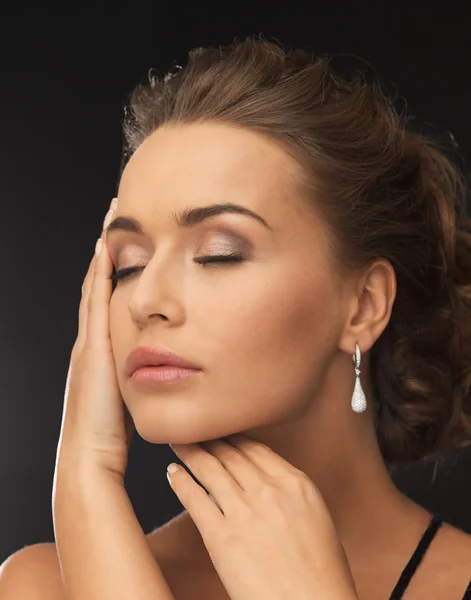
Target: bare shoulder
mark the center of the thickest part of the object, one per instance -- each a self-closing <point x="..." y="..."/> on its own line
<point x="32" y="572"/>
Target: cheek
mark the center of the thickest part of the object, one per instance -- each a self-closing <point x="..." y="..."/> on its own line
<point x="275" y="342"/>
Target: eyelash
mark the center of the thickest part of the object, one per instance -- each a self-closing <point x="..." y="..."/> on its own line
<point x="226" y="259"/>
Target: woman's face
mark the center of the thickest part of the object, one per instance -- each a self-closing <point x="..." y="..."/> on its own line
<point x="262" y="330"/>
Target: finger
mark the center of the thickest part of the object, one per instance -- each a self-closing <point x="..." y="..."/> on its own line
<point x="212" y="475"/>
<point x="83" y="308"/>
<point x="87" y="286"/>
<point x="246" y="474"/>
<point x="98" y="336"/>
<point x="261" y="455"/>
<point x="205" y="513"/>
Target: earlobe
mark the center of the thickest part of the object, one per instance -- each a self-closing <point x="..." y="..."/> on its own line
<point x="371" y="307"/>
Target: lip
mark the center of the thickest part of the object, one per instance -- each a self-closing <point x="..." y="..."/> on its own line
<point x="143" y="356"/>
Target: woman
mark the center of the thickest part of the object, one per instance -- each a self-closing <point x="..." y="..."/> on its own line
<point x="320" y="297"/>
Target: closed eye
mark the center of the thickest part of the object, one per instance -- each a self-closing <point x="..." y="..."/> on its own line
<point x="225" y="259"/>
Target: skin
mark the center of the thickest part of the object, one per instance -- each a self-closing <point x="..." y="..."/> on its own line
<point x="274" y="334"/>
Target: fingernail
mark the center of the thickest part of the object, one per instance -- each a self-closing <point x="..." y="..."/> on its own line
<point x="109" y="216"/>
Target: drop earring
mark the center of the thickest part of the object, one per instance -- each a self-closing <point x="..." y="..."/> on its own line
<point x="358" y="398"/>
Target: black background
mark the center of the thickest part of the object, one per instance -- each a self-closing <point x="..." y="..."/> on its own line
<point x="64" y="79"/>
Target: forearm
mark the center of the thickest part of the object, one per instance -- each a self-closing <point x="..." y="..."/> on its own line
<point x="103" y="552"/>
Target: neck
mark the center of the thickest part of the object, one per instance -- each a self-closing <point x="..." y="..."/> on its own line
<point x="338" y="450"/>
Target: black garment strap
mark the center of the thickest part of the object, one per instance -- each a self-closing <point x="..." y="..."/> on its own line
<point x="416" y="558"/>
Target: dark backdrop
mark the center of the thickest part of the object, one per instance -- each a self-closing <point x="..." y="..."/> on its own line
<point x="64" y="78"/>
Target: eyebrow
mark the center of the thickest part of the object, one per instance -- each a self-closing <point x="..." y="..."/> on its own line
<point x="187" y="218"/>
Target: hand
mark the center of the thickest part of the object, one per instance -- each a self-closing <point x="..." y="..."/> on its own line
<point x="97" y="428"/>
<point x="273" y="537"/>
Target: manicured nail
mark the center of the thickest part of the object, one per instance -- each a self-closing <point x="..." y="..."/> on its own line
<point x="109" y="216"/>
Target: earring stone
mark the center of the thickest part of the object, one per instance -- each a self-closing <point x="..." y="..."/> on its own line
<point x="358" y="397"/>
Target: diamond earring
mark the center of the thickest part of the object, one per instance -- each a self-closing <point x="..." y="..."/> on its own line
<point x="358" y="398"/>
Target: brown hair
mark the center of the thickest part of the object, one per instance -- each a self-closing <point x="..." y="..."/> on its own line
<point x="385" y="192"/>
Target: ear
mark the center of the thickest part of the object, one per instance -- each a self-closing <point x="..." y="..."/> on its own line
<point x="371" y="299"/>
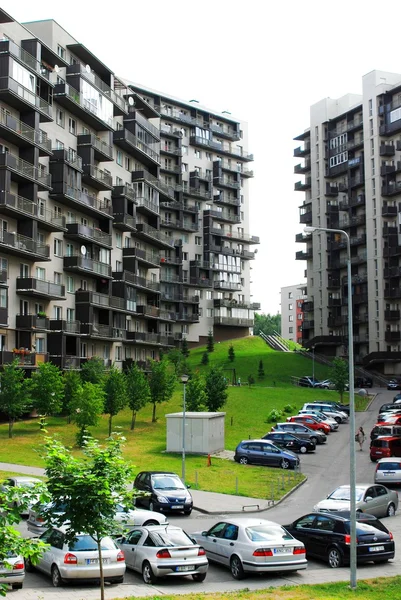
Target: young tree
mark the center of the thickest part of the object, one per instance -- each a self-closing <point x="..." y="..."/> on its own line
<point x="195" y="395"/>
<point x="14" y="400"/>
<point x="339" y="375"/>
<point x="216" y="389"/>
<point x="161" y="384"/>
<point x="85" y="408"/>
<point x="115" y="394"/>
<point x="89" y="488"/>
<point x="47" y="389"/>
<point x="138" y="391"/>
<point x="93" y="370"/>
<point x="210" y="341"/>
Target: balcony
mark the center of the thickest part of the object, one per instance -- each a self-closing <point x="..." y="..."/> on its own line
<point x="40" y="288"/>
<point x="87" y="266"/>
<point x="18" y="133"/>
<point x="131" y="144"/>
<point x="83" y="233"/>
<point x="75" y="102"/>
<point x="25" y="172"/>
<point x="20" y="245"/>
<point x="96" y="178"/>
<point x="102" y="152"/>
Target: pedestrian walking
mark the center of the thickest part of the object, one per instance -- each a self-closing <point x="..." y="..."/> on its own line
<point x="360" y="437"/>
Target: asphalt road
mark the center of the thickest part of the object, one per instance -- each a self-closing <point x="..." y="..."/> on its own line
<point x="327" y="468"/>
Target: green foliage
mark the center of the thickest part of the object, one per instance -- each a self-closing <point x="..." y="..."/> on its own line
<point x="93" y="370"/>
<point x="138" y="391"/>
<point x="267" y="324"/>
<point x="210" y="341"/>
<point x="14" y="400"/>
<point x="89" y="488"/>
<point x="115" y="394"/>
<point x="216" y="389"/>
<point x="46" y="388"/>
<point x="195" y="395"/>
<point x="161" y="384"/>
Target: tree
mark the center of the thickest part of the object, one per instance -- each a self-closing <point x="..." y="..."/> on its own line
<point x="85" y="408"/>
<point x="89" y="488"/>
<point x="195" y="395"/>
<point x="340" y="375"/>
<point x="93" y="370"/>
<point x="184" y="347"/>
<point x="161" y="384"/>
<point x="14" y="400"/>
<point x="216" y="389"/>
<point x="138" y="391"/>
<point x="210" y="341"/>
<point x="47" y="389"/>
<point x="115" y="394"/>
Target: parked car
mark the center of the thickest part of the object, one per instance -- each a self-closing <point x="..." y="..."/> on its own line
<point x="327" y="537"/>
<point x="290" y="441"/>
<point x="388" y="471"/>
<point x="125" y="518"/>
<point x="163" y="551"/>
<point x="310" y="422"/>
<point x="301" y="431"/>
<point x="376" y="500"/>
<point x="264" y="452"/>
<point x="385" y="446"/>
<point x="14" y="574"/>
<point x="252" y="546"/>
<point x="165" y="492"/>
<point x="78" y="560"/>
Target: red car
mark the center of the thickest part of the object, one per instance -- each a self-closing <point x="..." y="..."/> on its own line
<point x="310" y="422"/>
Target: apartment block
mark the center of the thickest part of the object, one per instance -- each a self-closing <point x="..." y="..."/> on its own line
<point x="123" y="212"/>
<point x="351" y="163"/>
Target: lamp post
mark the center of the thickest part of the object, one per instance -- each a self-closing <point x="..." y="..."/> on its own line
<point x="184" y="381"/>
<point x="351" y="404"/>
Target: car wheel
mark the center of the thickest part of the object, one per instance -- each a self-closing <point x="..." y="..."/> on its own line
<point x="56" y="577"/>
<point x="334" y="558"/>
<point x="237" y="570"/>
<point x="147" y="573"/>
<point x="390" y="510"/>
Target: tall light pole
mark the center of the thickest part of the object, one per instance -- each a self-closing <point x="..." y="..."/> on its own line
<point x="351" y="404"/>
<point x="184" y="380"/>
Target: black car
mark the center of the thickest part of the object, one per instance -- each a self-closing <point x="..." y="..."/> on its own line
<point x="327" y="536"/>
<point x="291" y="442"/>
<point x="165" y="492"/>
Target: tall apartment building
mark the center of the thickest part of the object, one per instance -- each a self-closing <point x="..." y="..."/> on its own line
<point x="124" y="212"/>
<point x="292" y="302"/>
<point x="352" y="167"/>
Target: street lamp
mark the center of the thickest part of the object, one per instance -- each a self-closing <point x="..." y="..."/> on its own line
<point x="351" y="404"/>
<point x="184" y="381"/>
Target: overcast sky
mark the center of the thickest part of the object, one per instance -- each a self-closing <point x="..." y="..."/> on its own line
<point x="265" y="62"/>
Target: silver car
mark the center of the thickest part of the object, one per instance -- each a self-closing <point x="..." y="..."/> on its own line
<point x="125" y="519"/>
<point x="388" y="470"/>
<point x="252" y="545"/>
<point x="167" y="551"/>
<point x="376" y="500"/>
<point x="78" y="560"/>
<point x="13" y="573"/>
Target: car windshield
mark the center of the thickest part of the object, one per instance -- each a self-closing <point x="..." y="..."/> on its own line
<point x="267" y="533"/>
<point x="167" y="483"/>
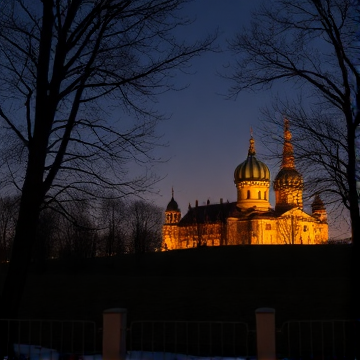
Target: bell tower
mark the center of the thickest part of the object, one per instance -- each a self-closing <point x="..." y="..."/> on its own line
<point x="288" y="183"/>
<point x="170" y="227"/>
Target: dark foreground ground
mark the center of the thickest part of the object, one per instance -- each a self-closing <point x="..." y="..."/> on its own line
<point x="225" y="283"/>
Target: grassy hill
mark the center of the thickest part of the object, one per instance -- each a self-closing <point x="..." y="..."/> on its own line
<point x="223" y="283"/>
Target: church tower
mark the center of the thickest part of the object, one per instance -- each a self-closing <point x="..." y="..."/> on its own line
<point x="170" y="228"/>
<point x="288" y="184"/>
<point x="252" y="181"/>
<point x="318" y="209"/>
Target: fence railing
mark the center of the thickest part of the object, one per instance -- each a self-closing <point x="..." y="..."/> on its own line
<point x="196" y="338"/>
<point x="319" y="339"/>
<point x="49" y="339"/>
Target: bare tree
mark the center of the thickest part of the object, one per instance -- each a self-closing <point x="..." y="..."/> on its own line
<point x="65" y="67"/>
<point x="314" y="45"/>
<point x="113" y="227"/>
<point x="145" y="225"/>
<point x="8" y="212"/>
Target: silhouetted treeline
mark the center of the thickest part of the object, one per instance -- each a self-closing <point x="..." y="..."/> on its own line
<point x="82" y="230"/>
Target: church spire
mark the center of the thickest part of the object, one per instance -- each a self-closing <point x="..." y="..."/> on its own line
<point x="251" y="151"/>
<point x="288" y="151"/>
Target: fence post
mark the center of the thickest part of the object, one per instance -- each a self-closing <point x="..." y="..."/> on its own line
<point x="265" y="333"/>
<point x="114" y="334"/>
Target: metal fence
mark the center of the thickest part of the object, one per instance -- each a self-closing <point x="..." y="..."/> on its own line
<point x="319" y="339"/>
<point x="196" y="338"/>
<point x="49" y="339"/>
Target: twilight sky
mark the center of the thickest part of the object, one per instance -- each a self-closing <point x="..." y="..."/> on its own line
<point x="208" y="135"/>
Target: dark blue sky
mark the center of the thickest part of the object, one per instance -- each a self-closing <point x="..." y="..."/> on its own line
<point x="208" y="135"/>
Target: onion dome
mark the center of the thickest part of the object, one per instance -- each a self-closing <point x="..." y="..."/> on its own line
<point x="172" y="205"/>
<point x="251" y="169"/>
<point x="288" y="177"/>
<point x="317" y="204"/>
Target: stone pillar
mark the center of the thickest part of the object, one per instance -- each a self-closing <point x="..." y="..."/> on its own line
<point x="265" y="333"/>
<point x="114" y="334"/>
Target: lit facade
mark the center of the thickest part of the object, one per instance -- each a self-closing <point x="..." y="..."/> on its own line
<point x="251" y="220"/>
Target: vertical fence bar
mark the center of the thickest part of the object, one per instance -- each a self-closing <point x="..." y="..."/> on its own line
<point x="265" y="333"/>
<point x="114" y="334"/>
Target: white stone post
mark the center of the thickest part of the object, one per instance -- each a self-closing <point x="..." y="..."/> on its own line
<point x="114" y="334"/>
<point x="265" y="334"/>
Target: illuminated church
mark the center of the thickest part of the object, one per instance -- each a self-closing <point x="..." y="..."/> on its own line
<point x="251" y="220"/>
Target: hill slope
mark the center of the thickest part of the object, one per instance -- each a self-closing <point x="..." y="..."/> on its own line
<point x="224" y="283"/>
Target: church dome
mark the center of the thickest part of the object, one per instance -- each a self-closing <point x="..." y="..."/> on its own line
<point x="251" y="169"/>
<point x="172" y="205"/>
<point x="288" y="177"/>
<point x="317" y="204"/>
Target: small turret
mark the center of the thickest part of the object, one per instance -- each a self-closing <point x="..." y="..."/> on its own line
<point x="318" y="209"/>
<point x="172" y="212"/>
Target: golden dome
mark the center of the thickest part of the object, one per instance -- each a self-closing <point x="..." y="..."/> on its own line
<point x="251" y="169"/>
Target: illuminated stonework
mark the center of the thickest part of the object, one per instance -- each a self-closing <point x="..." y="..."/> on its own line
<point x="251" y="220"/>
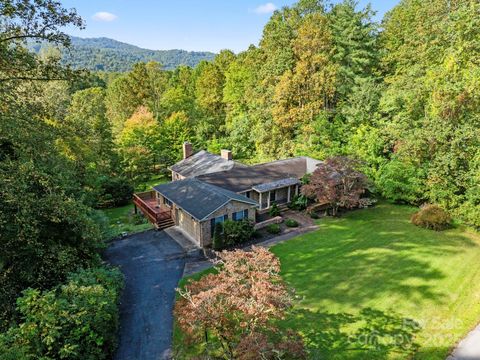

........

[Exercise directions] Each line of the data that holds the word "dark" should be copied.

[Task response]
Target: dark backdrop
Target: dark foreground ground
Target: dark blue sky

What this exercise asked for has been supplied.